• _Challenge_:
Output the line that contains "the side mirror" and every line after it to the end of the entries, with nothing added or left out.

• _Material for this exercise_:
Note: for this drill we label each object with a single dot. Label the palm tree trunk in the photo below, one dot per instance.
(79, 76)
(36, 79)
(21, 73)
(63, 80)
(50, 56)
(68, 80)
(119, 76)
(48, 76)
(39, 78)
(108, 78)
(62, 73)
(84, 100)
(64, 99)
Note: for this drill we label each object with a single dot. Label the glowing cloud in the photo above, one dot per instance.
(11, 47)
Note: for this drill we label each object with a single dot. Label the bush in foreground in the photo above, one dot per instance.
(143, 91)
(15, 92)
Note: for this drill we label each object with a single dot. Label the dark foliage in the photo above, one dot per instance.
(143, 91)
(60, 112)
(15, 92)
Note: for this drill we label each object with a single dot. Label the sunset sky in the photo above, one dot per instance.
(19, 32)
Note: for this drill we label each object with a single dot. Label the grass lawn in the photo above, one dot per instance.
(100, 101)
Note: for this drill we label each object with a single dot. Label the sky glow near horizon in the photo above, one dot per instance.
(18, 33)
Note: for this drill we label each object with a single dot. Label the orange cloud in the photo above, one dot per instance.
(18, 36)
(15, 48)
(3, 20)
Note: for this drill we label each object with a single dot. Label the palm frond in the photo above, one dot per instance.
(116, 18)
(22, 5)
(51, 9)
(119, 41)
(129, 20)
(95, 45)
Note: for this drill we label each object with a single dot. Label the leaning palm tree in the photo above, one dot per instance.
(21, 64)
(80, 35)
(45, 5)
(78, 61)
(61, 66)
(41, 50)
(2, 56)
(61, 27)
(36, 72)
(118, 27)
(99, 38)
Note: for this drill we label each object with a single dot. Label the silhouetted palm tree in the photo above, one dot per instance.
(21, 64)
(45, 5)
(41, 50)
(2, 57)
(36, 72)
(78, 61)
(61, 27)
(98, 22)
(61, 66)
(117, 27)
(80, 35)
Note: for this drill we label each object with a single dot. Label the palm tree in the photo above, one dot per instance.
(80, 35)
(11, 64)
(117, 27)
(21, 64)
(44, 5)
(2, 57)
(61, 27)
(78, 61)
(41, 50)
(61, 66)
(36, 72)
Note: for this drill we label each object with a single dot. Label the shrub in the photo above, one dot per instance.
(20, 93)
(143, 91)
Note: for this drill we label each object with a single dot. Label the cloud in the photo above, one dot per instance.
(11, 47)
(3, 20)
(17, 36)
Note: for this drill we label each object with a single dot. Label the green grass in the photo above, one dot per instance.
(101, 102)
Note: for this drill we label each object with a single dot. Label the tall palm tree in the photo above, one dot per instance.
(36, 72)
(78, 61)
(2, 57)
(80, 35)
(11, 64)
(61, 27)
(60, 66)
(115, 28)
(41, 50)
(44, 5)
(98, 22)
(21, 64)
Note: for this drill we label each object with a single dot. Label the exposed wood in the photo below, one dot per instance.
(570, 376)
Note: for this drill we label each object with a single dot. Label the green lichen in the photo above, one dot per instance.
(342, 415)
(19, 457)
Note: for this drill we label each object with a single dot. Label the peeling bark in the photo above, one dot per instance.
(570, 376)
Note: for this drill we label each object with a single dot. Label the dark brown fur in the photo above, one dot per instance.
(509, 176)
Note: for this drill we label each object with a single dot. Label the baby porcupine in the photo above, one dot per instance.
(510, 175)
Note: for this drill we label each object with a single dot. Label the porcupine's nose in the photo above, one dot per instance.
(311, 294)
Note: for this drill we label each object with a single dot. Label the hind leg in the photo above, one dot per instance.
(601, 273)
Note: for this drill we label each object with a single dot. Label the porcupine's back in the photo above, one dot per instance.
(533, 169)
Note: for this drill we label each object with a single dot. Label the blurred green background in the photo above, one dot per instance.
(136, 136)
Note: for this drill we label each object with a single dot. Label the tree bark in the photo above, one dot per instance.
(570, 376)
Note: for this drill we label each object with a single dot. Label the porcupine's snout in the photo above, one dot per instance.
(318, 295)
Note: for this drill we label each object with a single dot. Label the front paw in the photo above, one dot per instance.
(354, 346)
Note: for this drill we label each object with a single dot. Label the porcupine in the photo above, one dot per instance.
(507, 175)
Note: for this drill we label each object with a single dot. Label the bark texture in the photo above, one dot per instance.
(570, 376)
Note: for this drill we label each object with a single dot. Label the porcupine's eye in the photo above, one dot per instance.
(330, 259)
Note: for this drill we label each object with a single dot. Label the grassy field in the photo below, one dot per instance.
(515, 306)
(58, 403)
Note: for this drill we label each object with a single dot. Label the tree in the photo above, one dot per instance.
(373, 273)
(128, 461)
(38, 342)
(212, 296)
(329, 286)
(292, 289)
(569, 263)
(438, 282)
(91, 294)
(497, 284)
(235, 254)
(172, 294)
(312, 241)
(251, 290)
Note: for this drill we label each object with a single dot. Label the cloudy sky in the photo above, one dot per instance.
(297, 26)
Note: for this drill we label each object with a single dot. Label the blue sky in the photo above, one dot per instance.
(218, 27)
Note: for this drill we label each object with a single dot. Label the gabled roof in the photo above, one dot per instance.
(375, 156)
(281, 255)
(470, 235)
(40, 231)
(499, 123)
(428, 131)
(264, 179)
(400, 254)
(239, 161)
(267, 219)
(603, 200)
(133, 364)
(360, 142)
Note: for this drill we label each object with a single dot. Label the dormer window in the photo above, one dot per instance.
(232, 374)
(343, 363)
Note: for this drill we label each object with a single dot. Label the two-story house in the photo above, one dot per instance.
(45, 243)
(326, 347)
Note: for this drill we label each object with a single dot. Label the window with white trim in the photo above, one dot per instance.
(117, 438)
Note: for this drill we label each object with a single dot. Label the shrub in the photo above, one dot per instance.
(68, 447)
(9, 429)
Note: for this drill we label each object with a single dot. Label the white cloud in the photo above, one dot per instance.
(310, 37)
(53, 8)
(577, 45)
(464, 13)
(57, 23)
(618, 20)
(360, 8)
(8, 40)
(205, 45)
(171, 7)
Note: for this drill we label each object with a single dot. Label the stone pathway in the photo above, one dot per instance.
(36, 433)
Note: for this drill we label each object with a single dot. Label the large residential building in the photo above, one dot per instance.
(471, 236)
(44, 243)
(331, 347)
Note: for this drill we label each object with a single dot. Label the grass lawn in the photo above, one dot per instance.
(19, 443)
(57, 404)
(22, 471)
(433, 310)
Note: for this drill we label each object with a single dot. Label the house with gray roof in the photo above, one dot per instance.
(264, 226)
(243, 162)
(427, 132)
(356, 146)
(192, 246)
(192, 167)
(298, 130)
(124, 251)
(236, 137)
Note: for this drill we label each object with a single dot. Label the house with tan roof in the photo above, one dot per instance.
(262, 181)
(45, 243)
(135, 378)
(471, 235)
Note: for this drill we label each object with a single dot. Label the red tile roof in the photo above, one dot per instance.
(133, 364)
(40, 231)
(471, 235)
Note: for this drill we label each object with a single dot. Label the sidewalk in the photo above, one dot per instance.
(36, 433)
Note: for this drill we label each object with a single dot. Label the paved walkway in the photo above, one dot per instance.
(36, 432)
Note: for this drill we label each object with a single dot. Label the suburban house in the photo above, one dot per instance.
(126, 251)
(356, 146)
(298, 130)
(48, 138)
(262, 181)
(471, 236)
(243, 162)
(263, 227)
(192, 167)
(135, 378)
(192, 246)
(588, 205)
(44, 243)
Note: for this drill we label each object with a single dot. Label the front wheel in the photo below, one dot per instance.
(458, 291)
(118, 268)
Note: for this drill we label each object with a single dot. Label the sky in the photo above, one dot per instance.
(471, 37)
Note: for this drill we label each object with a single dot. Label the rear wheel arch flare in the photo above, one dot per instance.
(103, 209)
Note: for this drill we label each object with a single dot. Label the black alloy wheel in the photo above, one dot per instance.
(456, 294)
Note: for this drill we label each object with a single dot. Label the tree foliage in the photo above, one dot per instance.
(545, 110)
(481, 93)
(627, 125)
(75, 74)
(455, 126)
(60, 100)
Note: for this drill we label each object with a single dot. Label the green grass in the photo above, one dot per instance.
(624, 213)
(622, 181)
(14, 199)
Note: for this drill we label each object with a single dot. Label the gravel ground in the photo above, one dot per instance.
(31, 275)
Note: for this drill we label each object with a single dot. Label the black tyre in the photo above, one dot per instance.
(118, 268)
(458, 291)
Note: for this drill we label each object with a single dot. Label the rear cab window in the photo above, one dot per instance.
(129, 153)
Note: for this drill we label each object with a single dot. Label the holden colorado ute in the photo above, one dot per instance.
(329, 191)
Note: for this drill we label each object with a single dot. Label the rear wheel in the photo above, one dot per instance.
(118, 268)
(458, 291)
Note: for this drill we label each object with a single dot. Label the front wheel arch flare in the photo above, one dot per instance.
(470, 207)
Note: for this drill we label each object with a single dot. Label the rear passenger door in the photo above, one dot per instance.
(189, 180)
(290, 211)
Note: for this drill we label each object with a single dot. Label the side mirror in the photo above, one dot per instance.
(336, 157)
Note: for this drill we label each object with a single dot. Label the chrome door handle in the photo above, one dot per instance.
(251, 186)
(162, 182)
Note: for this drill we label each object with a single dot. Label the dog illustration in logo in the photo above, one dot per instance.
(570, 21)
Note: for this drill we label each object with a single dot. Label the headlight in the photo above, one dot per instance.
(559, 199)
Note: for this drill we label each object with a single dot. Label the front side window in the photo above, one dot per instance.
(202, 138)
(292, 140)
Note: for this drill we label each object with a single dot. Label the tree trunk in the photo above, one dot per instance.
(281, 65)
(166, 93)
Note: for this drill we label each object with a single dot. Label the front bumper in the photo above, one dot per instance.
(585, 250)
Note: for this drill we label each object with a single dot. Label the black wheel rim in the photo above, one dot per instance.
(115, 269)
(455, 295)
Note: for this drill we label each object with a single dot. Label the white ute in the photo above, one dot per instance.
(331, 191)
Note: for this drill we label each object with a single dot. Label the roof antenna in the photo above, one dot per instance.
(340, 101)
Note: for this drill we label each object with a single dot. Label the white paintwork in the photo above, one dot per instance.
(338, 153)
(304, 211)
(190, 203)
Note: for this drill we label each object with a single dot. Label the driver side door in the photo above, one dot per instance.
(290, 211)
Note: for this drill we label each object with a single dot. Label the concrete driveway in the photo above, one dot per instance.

• _Exercise result_:
Note: for this drill we label each object with a single dot. Label the side mirror in the photo above, one dot per instance.
(336, 157)
Note: for this drill we label each object with a single dot. Label the chrome door handle in the photo above, one dot per instance.
(251, 186)
(162, 182)
Note: for this drill we label each object with a single dot. Label the dog illustration in logo in the photo above, one dot per instance.
(570, 21)
Note: for this drill we label each object with a single dot. Label the headlight in the photo above, one dot per instance.
(559, 199)
Note: for this drill we label each object with a single dot. Label the front side window in the photo above, one dot per instance.
(202, 138)
(292, 140)
Note: for this drill we label each object with a single dot. Label the tree trunk in the photo above, one dot per instance.
(281, 65)
(166, 93)
Note: for this drill we label each object with a single dot. Label the front bumper in the photo above, one dot per instance.
(585, 250)
Note: for this drill we label each object with a single dot. Label the black wheel rim in the photo above, one dot per instance.
(115, 269)
(455, 295)
Note: for this drill we label each object with a single dot. Label the white ute in the photo above, one dot per instance.
(331, 191)
Note: for this drill we label each object with a single dot. Label the roof antenna in the photo above, one dot per instance.
(340, 101)
Note: for this drill we label each object with a single dot. Label the white paintwork in the photo above, one dot per instance.
(338, 153)
(304, 211)
(190, 203)
Note: for this drill we label each object with a single dot. Label the driver side door in the photo above, one dot per instance.
(290, 211)
Note: for this drill we label each object with a single dot. Label the concrete driveway in the photo above, one dot per instance.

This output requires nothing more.